+++ Records supplied

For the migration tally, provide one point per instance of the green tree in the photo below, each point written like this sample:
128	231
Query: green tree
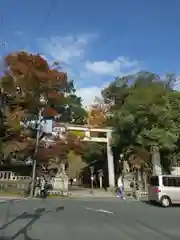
145	112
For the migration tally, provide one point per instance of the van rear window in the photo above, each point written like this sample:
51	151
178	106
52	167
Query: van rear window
154	181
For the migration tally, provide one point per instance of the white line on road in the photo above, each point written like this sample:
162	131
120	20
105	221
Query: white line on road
99	210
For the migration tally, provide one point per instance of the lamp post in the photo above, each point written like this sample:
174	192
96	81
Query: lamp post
42	100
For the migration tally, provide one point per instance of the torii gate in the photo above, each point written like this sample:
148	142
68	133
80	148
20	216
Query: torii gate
87	131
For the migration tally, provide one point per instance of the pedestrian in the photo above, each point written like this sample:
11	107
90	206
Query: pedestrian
120	188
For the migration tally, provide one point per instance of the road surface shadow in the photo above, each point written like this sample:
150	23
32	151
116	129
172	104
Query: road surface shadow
33	216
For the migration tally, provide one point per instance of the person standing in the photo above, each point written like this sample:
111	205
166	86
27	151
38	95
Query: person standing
120	185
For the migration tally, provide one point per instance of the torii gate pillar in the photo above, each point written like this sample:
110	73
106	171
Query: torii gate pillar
110	160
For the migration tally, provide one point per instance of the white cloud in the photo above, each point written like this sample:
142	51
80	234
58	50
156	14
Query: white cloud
115	67
65	49
73	52
89	94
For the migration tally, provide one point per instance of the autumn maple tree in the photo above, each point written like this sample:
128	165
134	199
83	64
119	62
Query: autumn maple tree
27	79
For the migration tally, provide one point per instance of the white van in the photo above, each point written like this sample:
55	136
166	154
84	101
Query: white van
164	189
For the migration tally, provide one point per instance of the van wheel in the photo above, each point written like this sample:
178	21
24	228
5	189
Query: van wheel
165	201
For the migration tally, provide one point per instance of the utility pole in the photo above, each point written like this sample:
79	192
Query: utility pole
36	149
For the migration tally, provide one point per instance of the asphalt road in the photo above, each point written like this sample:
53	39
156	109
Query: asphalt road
69	219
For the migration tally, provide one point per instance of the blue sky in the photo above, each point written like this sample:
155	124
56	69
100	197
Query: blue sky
95	40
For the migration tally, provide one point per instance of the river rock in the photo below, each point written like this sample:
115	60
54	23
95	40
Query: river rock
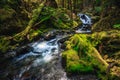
49	35
10	54
24	49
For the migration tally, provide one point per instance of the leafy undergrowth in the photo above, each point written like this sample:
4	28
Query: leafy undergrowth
82	57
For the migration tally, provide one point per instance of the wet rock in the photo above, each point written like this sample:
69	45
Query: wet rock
49	36
10	54
24	49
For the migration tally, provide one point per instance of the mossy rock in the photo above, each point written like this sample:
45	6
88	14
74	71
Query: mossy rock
82	57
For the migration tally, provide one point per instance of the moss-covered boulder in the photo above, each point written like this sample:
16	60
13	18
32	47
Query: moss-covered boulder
82	57
108	44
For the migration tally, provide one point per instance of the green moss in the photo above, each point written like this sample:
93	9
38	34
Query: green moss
82	57
4	45
74	64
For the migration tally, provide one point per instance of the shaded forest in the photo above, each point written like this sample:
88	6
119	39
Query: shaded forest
26	21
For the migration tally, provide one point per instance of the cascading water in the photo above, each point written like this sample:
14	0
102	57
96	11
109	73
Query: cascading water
86	26
41	63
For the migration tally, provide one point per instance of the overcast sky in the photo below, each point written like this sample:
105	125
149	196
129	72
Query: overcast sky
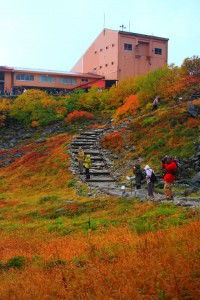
54	34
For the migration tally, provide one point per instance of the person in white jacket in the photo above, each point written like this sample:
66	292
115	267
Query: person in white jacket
149	171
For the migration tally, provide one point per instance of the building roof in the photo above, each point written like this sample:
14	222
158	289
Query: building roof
55	72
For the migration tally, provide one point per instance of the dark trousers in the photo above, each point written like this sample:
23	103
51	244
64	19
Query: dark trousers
87	173
150	189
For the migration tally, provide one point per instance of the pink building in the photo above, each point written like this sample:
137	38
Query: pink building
119	54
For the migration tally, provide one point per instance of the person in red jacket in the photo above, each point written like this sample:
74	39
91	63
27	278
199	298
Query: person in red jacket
170	167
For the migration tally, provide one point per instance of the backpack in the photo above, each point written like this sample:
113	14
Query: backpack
177	173
153	177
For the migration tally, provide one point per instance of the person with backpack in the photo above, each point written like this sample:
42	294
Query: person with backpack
81	156
151	178
170	167
138	176
87	166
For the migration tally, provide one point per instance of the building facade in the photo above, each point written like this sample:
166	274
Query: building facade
119	54
14	80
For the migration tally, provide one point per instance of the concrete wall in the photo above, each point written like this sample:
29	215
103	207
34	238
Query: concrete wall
107	55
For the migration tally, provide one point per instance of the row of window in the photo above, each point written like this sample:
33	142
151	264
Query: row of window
101	50
106	65
48	79
129	47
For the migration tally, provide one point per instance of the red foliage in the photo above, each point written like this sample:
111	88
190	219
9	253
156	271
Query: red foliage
79	116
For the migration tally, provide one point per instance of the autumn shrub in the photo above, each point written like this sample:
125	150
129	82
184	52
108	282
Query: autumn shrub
79	117
36	108
112	140
129	108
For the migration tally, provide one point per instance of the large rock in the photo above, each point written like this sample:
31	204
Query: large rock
196	179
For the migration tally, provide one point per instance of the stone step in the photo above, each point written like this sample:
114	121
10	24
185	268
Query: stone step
86	140
86	137
92	133
81	143
95	172
88	151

++++++

• **The request**: Rescale the part of the entries that opens with the line containing "the autumn shrub" and runs through the end of the entries, and write it all out again with the requests included. Multiply each answer coordinate by 1.7 and round to whole numbers, halves up, keeping the requests and their sample points unchanged.

• **Expected answer**:
For the migration tally, provide one point per instance of the autumn shrub in the photo above, each point written like this sample:
125	150
129	82
184	52
108	282
Query: autumn shrub
134	199
61	184
190	238
219	184
For the migration tally, provide one point per instance of the large rock in the photo above, each point written like this sample:
31	204
Query: large rock
333	304
For the migration tally, provide one point per instance of the stone step in the photo above, each point written like this sample:
114	121
10	24
185	268
Query: stone step
146	238
146	233
156	226
138	243
162	292
150	257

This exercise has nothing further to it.